RECORDS SHOWN:

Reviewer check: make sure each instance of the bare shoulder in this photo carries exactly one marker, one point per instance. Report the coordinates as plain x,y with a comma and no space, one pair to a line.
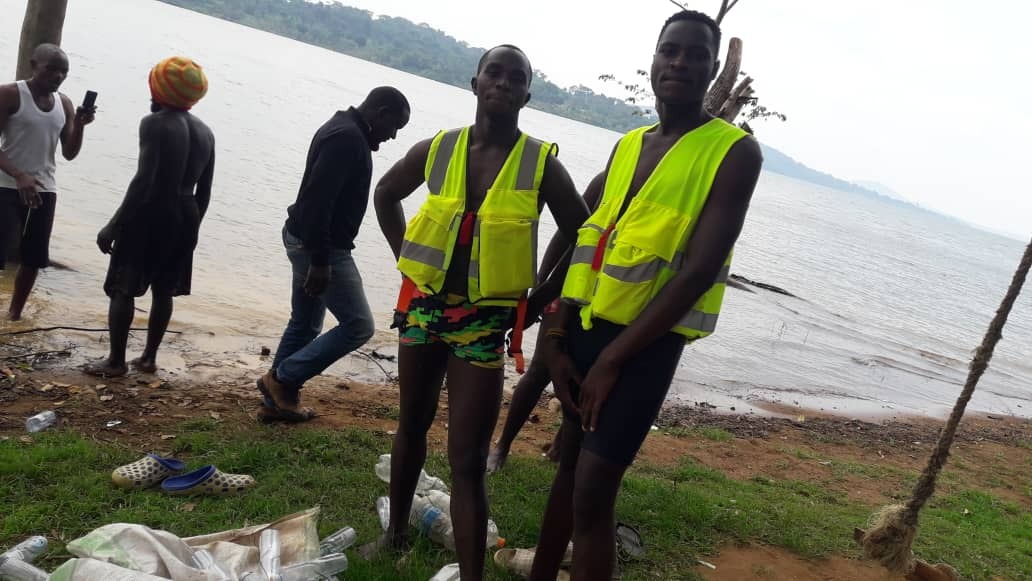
200,127
554,170
745,154
9,97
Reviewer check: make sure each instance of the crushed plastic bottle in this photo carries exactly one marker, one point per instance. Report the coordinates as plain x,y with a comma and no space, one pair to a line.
18,570
337,542
447,573
40,421
27,550
383,509
424,485
432,522
323,568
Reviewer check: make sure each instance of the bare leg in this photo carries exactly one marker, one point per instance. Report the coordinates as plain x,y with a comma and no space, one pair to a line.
421,369
120,315
524,398
598,482
474,396
161,313
555,447
557,526
24,281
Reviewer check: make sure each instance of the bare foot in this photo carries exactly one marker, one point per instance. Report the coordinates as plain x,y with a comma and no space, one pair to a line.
144,364
104,368
496,459
384,544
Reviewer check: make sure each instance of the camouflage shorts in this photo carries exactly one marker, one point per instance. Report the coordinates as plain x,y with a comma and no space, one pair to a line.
474,333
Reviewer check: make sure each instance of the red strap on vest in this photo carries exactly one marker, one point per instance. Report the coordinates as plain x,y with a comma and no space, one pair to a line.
600,250
405,296
516,345
465,230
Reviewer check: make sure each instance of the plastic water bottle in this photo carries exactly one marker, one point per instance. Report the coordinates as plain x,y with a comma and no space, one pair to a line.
27,550
268,554
17,570
443,502
383,509
447,573
337,542
494,541
323,568
431,521
40,421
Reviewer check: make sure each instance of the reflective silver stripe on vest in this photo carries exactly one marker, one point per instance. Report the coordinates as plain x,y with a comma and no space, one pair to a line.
648,270
698,320
528,164
423,254
446,149
582,255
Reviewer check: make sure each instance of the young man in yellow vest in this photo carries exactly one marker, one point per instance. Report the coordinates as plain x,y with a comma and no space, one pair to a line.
469,258
647,275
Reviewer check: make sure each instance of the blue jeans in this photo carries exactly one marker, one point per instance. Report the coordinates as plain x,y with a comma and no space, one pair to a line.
302,356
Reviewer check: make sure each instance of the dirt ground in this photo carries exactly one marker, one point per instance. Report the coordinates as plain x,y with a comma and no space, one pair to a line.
873,462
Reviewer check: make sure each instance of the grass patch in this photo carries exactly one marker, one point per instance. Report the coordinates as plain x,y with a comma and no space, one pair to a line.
59,486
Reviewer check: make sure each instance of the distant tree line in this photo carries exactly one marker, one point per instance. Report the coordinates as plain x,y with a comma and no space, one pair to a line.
405,45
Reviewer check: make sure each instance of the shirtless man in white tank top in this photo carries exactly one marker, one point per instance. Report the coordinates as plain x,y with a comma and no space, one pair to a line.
34,119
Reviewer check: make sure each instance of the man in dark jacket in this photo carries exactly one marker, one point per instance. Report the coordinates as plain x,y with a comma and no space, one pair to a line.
319,236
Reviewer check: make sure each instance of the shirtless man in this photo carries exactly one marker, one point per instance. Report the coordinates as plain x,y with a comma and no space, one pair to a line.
153,234
34,118
647,275
469,258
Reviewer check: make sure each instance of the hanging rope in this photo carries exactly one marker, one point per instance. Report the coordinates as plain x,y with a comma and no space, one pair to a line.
894,527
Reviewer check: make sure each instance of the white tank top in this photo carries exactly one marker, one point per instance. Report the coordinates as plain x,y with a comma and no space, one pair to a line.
31,139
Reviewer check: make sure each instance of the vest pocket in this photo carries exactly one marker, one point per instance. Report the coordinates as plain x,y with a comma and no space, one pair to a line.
425,248
580,279
623,287
646,243
506,257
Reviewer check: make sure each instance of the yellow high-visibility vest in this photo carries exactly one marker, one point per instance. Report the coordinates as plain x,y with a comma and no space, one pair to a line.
504,257
621,263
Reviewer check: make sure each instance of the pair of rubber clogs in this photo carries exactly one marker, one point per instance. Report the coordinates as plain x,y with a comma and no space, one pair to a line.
153,469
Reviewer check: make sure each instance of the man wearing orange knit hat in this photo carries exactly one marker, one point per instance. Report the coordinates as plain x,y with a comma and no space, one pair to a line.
153,234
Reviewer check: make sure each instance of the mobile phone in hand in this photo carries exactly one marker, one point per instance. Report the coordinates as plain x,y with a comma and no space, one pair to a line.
90,100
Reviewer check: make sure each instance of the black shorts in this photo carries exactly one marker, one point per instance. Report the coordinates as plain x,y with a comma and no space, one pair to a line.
29,231
154,250
627,414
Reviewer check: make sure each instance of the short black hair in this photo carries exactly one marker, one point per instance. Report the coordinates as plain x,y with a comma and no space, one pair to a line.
47,51
480,64
389,98
695,17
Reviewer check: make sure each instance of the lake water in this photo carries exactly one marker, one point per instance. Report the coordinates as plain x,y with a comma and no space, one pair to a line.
892,299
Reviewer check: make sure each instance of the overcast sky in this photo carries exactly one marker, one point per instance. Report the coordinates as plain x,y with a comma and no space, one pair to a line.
926,97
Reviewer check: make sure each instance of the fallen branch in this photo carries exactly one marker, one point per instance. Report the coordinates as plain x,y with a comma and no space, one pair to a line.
388,375
62,353
43,329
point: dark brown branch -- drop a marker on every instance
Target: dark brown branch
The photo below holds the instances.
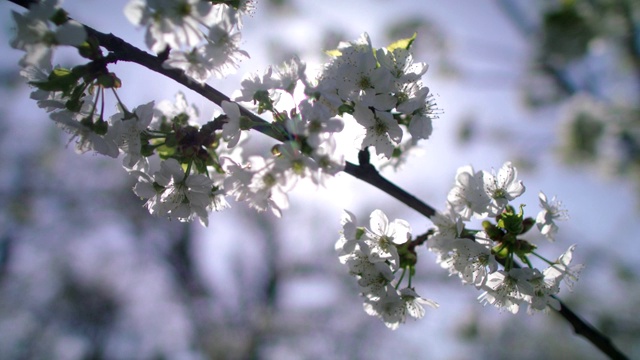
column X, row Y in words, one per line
column 123, row 51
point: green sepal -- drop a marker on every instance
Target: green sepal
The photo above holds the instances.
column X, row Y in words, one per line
column 346, row 108
column 59, row 17
column 512, row 222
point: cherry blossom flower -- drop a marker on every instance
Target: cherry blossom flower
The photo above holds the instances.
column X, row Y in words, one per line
column 550, row 213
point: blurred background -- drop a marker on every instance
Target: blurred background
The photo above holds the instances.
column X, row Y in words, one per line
column 87, row 273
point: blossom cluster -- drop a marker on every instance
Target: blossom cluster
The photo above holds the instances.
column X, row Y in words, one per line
column 475, row 256
column 203, row 35
column 374, row 255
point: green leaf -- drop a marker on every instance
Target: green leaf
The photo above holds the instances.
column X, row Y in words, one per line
column 402, row 43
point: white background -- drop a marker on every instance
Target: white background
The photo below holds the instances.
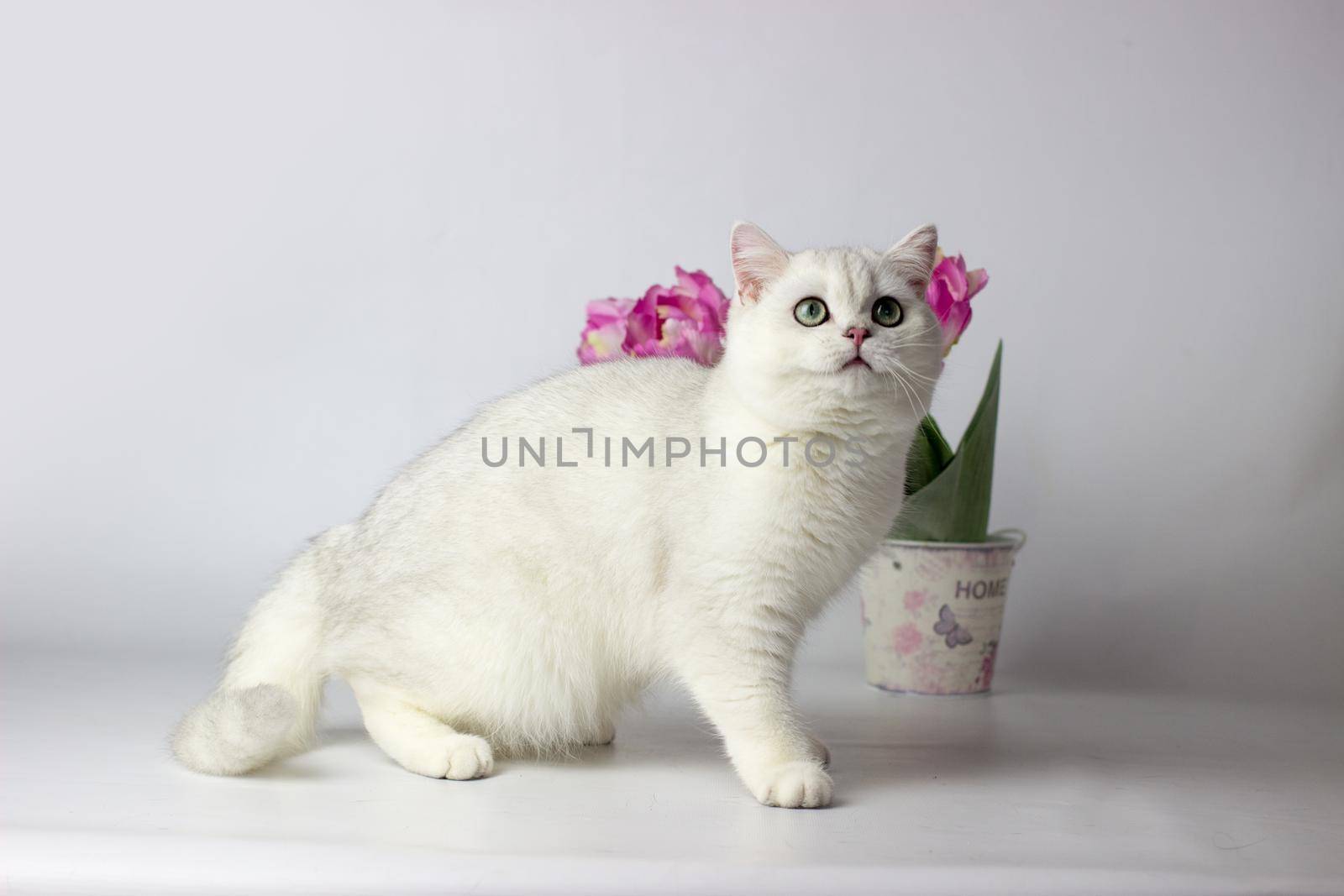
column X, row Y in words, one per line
column 259, row 255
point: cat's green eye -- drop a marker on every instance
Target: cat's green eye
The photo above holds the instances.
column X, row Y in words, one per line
column 886, row 312
column 811, row 312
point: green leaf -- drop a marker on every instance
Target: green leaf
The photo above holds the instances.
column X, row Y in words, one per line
column 954, row 504
column 929, row 456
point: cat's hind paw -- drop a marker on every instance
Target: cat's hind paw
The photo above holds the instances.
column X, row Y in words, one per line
column 795, row 785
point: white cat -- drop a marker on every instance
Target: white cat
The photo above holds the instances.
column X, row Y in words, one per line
column 481, row 607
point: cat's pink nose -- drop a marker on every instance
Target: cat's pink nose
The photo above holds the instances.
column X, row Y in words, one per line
column 858, row 335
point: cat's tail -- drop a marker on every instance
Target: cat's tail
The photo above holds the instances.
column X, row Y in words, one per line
column 268, row 700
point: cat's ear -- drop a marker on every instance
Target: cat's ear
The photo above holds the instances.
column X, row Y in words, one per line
column 757, row 259
column 913, row 257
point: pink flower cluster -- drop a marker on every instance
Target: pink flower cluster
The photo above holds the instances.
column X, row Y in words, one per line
column 951, row 291
column 685, row 320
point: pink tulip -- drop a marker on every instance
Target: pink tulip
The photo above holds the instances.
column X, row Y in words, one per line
column 951, row 291
column 669, row 322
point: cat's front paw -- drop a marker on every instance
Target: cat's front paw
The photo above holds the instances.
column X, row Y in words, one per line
column 793, row 785
column 456, row 758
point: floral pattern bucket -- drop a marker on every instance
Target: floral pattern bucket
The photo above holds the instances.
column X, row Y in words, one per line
column 932, row 613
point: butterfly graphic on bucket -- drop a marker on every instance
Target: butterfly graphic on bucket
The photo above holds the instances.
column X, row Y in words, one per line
column 948, row 625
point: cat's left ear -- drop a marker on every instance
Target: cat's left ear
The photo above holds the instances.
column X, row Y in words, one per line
column 913, row 257
column 757, row 259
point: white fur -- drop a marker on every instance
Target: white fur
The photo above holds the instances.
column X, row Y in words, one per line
column 479, row 609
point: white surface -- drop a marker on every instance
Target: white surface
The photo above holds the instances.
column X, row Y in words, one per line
column 1026, row 792
column 260, row 254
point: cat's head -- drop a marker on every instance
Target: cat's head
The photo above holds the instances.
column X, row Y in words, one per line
column 828, row 336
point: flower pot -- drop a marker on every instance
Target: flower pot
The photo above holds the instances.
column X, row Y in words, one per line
column 932, row 613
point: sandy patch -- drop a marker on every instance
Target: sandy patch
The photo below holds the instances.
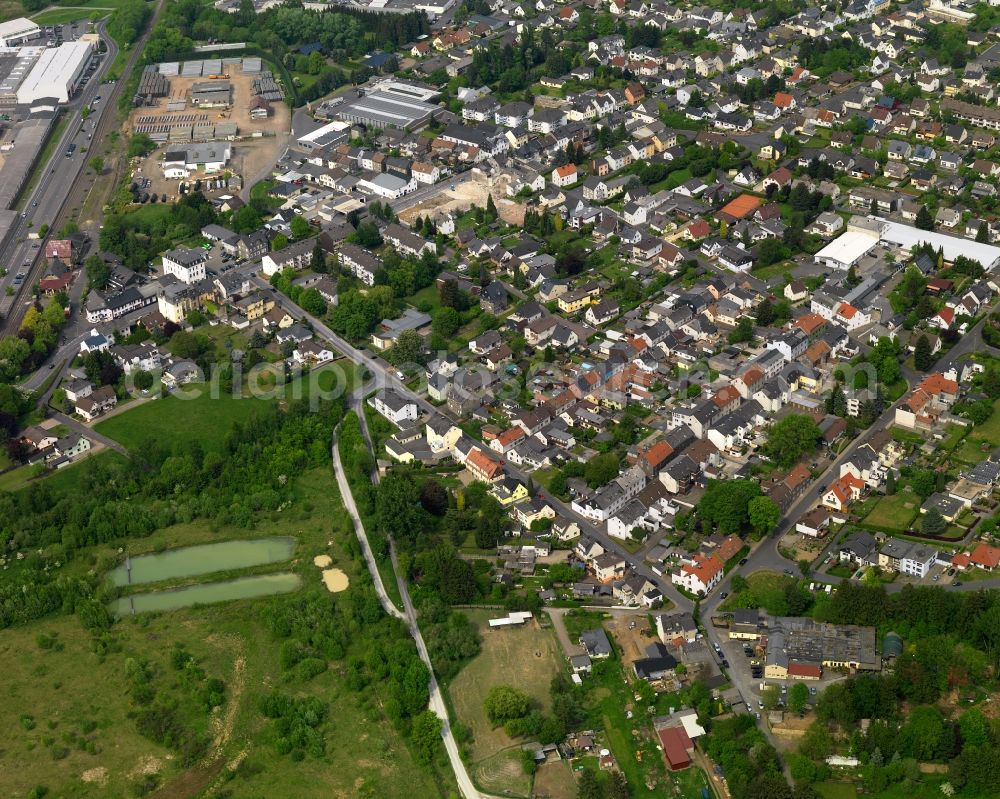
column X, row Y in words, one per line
column 147, row 765
column 98, row 775
column 335, row 580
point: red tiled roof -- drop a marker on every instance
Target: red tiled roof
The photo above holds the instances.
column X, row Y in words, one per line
column 676, row 745
column 804, row 670
column 986, row 556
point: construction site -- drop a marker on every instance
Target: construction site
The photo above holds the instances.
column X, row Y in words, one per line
column 184, row 105
column 457, row 197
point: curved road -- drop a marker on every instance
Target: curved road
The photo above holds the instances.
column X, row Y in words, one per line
column 436, row 703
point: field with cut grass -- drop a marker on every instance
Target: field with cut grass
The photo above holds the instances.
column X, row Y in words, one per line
column 526, row 658
column 836, row 790
column 896, row 512
column 209, row 419
column 61, row 16
column 69, row 719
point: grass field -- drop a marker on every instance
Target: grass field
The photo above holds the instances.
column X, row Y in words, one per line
column 836, row 790
column 766, row 590
column 71, row 696
column 60, row 16
column 525, row 657
column 555, row 781
column 895, row 512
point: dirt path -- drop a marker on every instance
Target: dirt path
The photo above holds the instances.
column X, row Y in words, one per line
column 205, row 776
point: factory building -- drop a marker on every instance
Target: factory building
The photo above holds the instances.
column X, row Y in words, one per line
column 17, row 31
column 56, row 73
column 16, row 69
column 392, row 104
column 205, row 158
column 212, row 94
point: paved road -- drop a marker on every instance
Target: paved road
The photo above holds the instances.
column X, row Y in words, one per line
column 427, row 192
column 359, row 529
column 409, row 613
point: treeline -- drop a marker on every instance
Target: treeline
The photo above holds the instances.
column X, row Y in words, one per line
column 749, row 762
column 344, row 33
column 129, row 20
column 36, row 338
column 162, row 485
column 919, row 614
column 139, row 238
column 901, row 735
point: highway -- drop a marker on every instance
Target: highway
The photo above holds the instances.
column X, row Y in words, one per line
column 47, row 199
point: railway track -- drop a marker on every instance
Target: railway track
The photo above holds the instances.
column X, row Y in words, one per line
column 78, row 191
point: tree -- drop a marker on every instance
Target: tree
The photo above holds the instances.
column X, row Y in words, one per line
column 933, row 522
column 770, row 696
column 763, row 513
column 618, row 786
column 140, row 145
column 396, row 508
column 725, row 504
column 924, row 220
column 836, row 403
column 434, row 497
column 798, row 696
column 791, row 438
column 923, row 359
column 447, row 321
column 601, row 470
column 765, row 314
column 505, row 703
column 408, row 349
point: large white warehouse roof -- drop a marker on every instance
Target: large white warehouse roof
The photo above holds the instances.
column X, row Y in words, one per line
column 907, row 237
column 55, row 73
column 14, row 31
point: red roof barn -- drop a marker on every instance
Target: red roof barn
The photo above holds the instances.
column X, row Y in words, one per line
column 677, row 747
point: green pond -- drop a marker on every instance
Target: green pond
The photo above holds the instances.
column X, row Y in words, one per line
column 207, row 593
column 203, row 559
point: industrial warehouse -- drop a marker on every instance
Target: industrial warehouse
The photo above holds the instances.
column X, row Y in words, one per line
column 29, row 74
column 390, row 104
column 206, row 117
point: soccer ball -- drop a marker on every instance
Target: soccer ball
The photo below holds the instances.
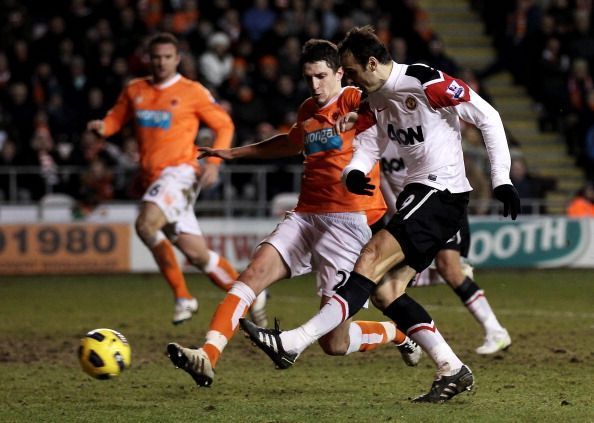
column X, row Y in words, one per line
column 104, row 353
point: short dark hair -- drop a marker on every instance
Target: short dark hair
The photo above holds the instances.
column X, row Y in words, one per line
column 316, row 50
column 362, row 43
column 163, row 38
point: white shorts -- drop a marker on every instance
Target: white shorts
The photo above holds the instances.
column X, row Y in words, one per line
column 327, row 244
column 175, row 193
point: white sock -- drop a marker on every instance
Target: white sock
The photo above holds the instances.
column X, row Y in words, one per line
column 332, row 314
column 431, row 341
column 481, row 310
column 213, row 262
column 355, row 338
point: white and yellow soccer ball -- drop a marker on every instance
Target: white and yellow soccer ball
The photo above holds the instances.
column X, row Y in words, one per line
column 104, row 353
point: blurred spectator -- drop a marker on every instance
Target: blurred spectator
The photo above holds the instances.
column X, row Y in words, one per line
column 511, row 44
column 96, row 187
column 582, row 204
column 531, row 188
column 216, row 63
column 46, row 158
column 9, row 187
column 4, row 71
column 554, row 65
column 20, row 111
column 69, row 59
column 258, row 19
column 439, row 59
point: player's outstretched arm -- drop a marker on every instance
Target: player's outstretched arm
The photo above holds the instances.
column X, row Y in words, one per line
column 272, row 148
column 223, row 153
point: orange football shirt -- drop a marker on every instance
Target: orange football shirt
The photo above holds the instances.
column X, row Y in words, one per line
column 166, row 119
column 326, row 155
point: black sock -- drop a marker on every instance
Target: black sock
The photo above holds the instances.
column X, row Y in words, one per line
column 467, row 289
column 407, row 313
column 356, row 291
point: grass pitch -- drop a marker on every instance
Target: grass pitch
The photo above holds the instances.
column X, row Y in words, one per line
column 545, row 376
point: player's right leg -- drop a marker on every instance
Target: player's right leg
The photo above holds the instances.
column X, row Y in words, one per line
column 266, row 267
column 362, row 336
column 149, row 223
column 496, row 337
column 384, row 252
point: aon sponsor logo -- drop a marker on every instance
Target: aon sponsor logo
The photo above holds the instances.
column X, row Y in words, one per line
column 408, row 136
column 153, row 119
column 322, row 140
column 393, row 165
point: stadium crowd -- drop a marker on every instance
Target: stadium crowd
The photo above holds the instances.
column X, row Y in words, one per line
column 63, row 63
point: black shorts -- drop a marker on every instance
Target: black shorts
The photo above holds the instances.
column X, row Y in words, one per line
column 426, row 219
column 461, row 240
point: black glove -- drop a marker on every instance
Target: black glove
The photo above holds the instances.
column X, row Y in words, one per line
column 508, row 195
column 358, row 183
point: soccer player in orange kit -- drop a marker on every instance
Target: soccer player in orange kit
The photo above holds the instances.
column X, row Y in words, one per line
column 325, row 232
column 167, row 110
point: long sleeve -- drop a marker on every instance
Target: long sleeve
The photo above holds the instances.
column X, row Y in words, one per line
column 118, row 115
column 480, row 113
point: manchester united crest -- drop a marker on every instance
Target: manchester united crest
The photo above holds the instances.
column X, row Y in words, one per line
column 411, row 103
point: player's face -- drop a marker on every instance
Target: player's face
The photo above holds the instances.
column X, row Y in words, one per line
column 164, row 61
column 362, row 76
column 322, row 81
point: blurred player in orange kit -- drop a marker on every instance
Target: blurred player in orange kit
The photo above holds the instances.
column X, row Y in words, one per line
column 325, row 232
column 167, row 110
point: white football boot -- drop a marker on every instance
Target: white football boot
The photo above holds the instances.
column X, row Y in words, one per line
column 184, row 309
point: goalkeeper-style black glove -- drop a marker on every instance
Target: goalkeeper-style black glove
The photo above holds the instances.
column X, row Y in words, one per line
column 358, row 183
column 508, row 195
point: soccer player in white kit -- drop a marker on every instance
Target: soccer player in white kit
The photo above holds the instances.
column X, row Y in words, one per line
column 419, row 109
column 449, row 265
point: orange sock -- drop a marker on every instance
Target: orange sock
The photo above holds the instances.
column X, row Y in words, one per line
column 400, row 337
column 223, row 326
column 224, row 274
column 169, row 267
column 375, row 334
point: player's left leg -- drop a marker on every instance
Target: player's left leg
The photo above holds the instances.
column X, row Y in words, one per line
column 449, row 266
column 266, row 267
column 189, row 239
column 361, row 336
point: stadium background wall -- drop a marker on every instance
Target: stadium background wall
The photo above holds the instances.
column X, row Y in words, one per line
column 35, row 241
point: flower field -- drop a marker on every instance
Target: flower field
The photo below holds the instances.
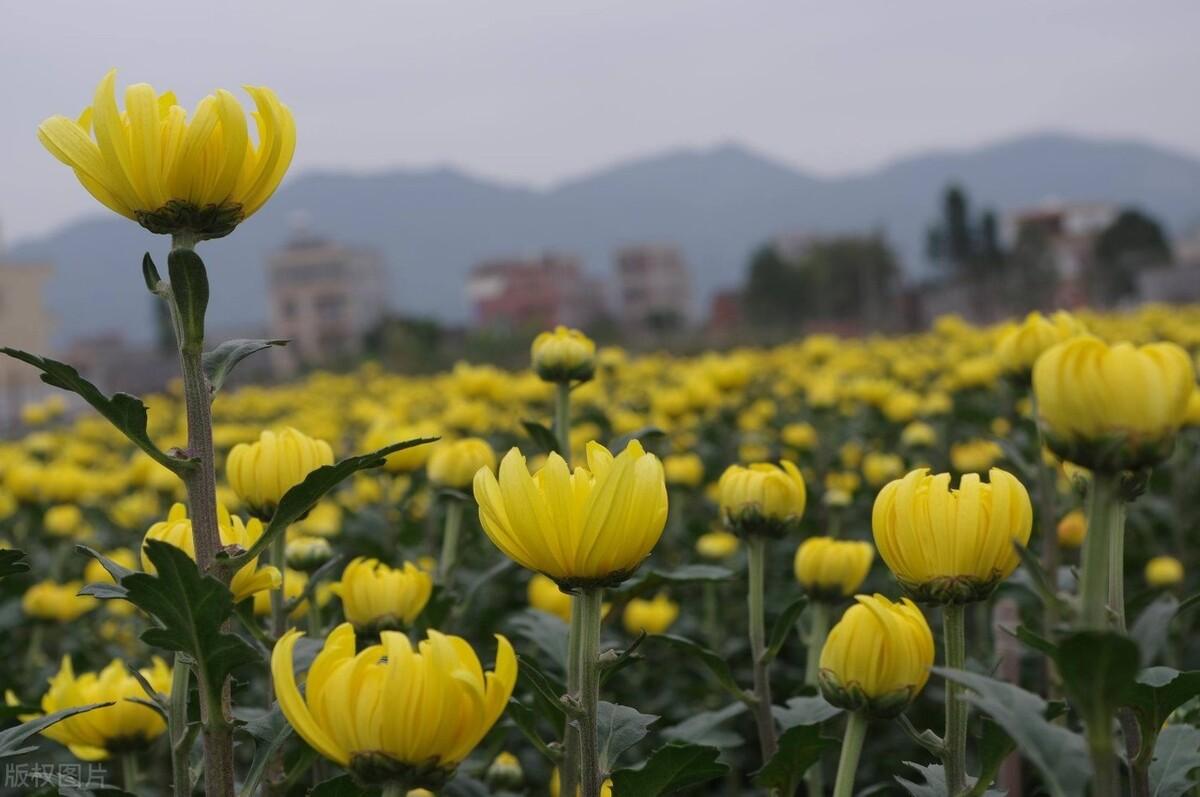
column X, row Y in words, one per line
column 943, row 563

WHAT YOU WILL DO: Find every line in the records above that holds the word "manchester", and copy each one.

WORKED SOLUTION:
point: manchester united crest -- drop a marker on every instance
Target: manchester united crest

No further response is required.